___ Exercise input ___
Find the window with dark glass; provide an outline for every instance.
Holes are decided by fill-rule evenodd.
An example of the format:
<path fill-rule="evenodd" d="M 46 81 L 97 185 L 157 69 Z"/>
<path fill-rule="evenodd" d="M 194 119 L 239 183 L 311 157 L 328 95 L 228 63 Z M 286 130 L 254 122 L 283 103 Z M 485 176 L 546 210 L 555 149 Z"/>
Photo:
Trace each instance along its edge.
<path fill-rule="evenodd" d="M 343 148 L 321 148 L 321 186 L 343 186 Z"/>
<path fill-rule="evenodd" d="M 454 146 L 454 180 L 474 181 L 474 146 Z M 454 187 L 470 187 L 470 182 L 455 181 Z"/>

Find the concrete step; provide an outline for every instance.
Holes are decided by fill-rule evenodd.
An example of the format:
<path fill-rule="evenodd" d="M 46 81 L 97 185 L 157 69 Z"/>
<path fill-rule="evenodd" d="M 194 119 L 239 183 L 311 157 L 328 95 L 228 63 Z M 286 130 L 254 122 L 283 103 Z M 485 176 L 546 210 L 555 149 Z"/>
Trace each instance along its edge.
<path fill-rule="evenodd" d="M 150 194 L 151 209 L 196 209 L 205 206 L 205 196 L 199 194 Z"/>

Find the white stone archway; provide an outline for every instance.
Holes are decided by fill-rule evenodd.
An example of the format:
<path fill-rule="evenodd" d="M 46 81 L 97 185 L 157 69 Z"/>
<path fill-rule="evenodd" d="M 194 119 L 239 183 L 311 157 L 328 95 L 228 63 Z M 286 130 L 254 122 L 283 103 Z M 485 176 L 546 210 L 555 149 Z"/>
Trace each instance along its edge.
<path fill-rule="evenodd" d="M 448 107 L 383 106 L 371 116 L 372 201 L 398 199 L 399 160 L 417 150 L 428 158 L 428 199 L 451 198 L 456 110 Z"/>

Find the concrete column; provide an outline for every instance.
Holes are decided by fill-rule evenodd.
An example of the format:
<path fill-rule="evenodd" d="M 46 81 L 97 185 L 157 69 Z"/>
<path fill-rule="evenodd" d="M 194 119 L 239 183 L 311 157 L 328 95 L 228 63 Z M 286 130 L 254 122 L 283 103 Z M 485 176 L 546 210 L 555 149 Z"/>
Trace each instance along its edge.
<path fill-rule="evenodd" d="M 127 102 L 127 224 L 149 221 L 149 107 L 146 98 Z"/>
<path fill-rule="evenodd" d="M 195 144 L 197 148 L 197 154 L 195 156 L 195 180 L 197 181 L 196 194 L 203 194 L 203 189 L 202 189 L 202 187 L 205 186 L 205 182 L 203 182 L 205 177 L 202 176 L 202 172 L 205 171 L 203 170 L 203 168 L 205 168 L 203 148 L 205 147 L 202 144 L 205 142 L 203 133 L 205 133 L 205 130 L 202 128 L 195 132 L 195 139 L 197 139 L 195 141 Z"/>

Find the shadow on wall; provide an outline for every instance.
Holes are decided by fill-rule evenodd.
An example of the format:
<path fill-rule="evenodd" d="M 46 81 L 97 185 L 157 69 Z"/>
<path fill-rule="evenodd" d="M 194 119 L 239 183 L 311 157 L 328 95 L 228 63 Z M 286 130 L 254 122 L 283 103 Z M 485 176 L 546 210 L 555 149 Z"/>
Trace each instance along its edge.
___
Please rewrite the lines of the records from the one containing "Find the concrete step;" through the end of the records, inclusive, changing "outline" to "contour" and keeping everything else the same.

Find the concrete step; provide an contour for every instance.
Holes are decided by fill-rule evenodd.
An example of the format:
<path fill-rule="evenodd" d="M 46 81 L 97 185 L 157 69 Z"/>
<path fill-rule="evenodd" d="M 194 119 L 239 183 L 311 157 L 328 95 L 228 63 Z M 286 130 L 254 122 L 283 103 Z M 485 176 L 546 210 L 555 149 Z"/>
Trace each instance along its edge.
<path fill-rule="evenodd" d="M 150 194 L 151 209 L 196 209 L 205 206 L 205 196 L 199 194 Z"/>

Find the white stone archway; provide an contour for every instance.
Holes are decided by fill-rule evenodd.
An example of the format:
<path fill-rule="evenodd" d="M 46 81 L 97 185 L 157 69 Z"/>
<path fill-rule="evenodd" d="M 194 119 L 239 183 L 311 157 L 328 95 L 228 63 Z M 286 130 L 254 122 L 283 103 Z M 485 176 L 546 210 L 555 149 Z"/>
Trace each instance along its edge.
<path fill-rule="evenodd" d="M 448 107 L 383 106 L 371 116 L 372 201 L 398 199 L 399 160 L 417 150 L 428 158 L 428 199 L 451 198 L 456 110 Z"/>

Find the concrete column; provide an contour for every instance.
Holes are decided by fill-rule evenodd.
An example of the format:
<path fill-rule="evenodd" d="M 46 81 L 97 185 L 157 69 Z"/>
<path fill-rule="evenodd" d="M 194 119 L 239 183 L 311 157 L 328 95 L 228 63 Z M 286 130 L 254 122 L 283 103 Z M 485 176 L 546 210 L 555 149 Z"/>
Trace each instance along its edge.
<path fill-rule="evenodd" d="M 127 102 L 127 224 L 149 221 L 149 107 L 146 98 Z"/>
<path fill-rule="evenodd" d="M 195 144 L 197 148 L 197 154 L 195 156 L 195 180 L 197 181 L 196 194 L 203 194 L 203 189 L 202 189 L 202 187 L 205 186 L 205 182 L 203 182 L 205 177 L 202 176 L 202 172 L 205 171 L 203 170 L 203 168 L 205 168 L 203 148 L 205 147 L 202 144 L 205 142 L 203 133 L 205 133 L 205 130 L 202 128 L 195 132 L 195 139 L 197 139 L 195 141 Z"/>

Find the shadow on wall; provide an contour for every instance.
Holes are decided by fill-rule evenodd.
An example of the format:
<path fill-rule="evenodd" d="M 46 81 L 97 185 L 157 69 Z"/>
<path fill-rule="evenodd" d="M 194 119 L 239 183 L 311 157 L 328 95 L 228 63 Z M 286 130 L 254 122 L 283 103 Z M 485 176 L 546 210 L 555 149 Z"/>
Trace each instance along its edge.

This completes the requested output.